Text to read
I begin this morning with this: Brace yourself, this is not going to be a happy, happy, joy, joy sermon. I am fairly certain that all of us are likely to walk away this morning with some spiritual bruises. The topic is familiar, but we are all very adept at applying this topic to other people and not to ourselves. Most are deaf and blind to our struggle in this regard.
2 Corinthians 6:11-12
Let’s pray.
My initial plans for this morning’s sermon were quite different. I had the sermon title ready. I printed the CD labels and had already been dwelling on the subject and principles that I felt the verses were communicating to us. And then I sat down to start pulling everything together and get my manuscript typed out, so I started to reread the passage and was stopped in my tracks after the two verses that I just read to you.
I am sure that my thinking was influenced by the passage that I have been teaching in the daily Facebook Live devotions to a great extent, but a principle taught in these two simple verses leaped off the page on Friday morning – something that I had never seen in these verses no matter how many times I have read them throughout my life.
Let me read it again before I reveal what startled me and we begin to unearth the treasure that is contained in these words.

Problems and tasks
1 – In the sermon, on what morning did a principle in the two verses leap off the page for the speaker?
2 – Write the next few paragraphs of the sermon, picking up right after its last sentence and keeping the same voice.

Data excerpt
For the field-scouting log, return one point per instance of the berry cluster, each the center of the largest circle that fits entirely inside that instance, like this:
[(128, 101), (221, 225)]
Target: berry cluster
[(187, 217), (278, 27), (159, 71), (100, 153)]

Answers provided
1 – Friday morning.

2 –
2 Corinthians 6:11-12
Those of you who watch the video devotions that I offer on Facebook each weekday morning may now see what I saw. If not, and if you somehow missed the opening slide with the title of this message, Paul is confronting legalism in these two verses before he goes on to teach about the believer’s need to remain separate from the world. Paul knows that once you begin to implement commands and mandates in your life, our zeal for following such will often turn these commands and mandates into something more than was meant.
That final phrase, “you are restrained in your own affections” penetrates to the heart of why legalism is so hideous and deadly, and it reveals the pervasiveness of legalism and how easily it can grow and spread and permeate our lives and the life of a church. It feels good and right and even holy to follow the path of legalism.
R. Kent Hughes relates in his commentary on 2nd Corinthians, “It is of utmost importance that we understand and believe that the greatest danger to the church is not from without but from within. This is a truth that has been repeatedly demonstrated in church history. Perhaps its most dramatic demonstration was in the German Protestant church in the last century. German Biblical criticism had so undermined confidence in the Bible that few pastors saw it as the infallible Word of God. Liberal theology was in the driver’s seat and pulpits catered to the cultured despisers. There were remarkable exceptions, of course, like the courageous pastor Martin Niemoller, who in 1933 preached on the occasion of Martin Luther’s four hundred and fiftieth birthday about how tragic it would be if the devil filled German minds with the delusion that what they needed was not the grace of God but the courage of Martin Luther. Niemoller said, “There is absolutely no sense in talking of Luther and celebrating his memory in the Protestant church if we do not stop at Luther’s image and look at Him to whom Luther pointed”—to a Jew, a rabbi of Nazareth.”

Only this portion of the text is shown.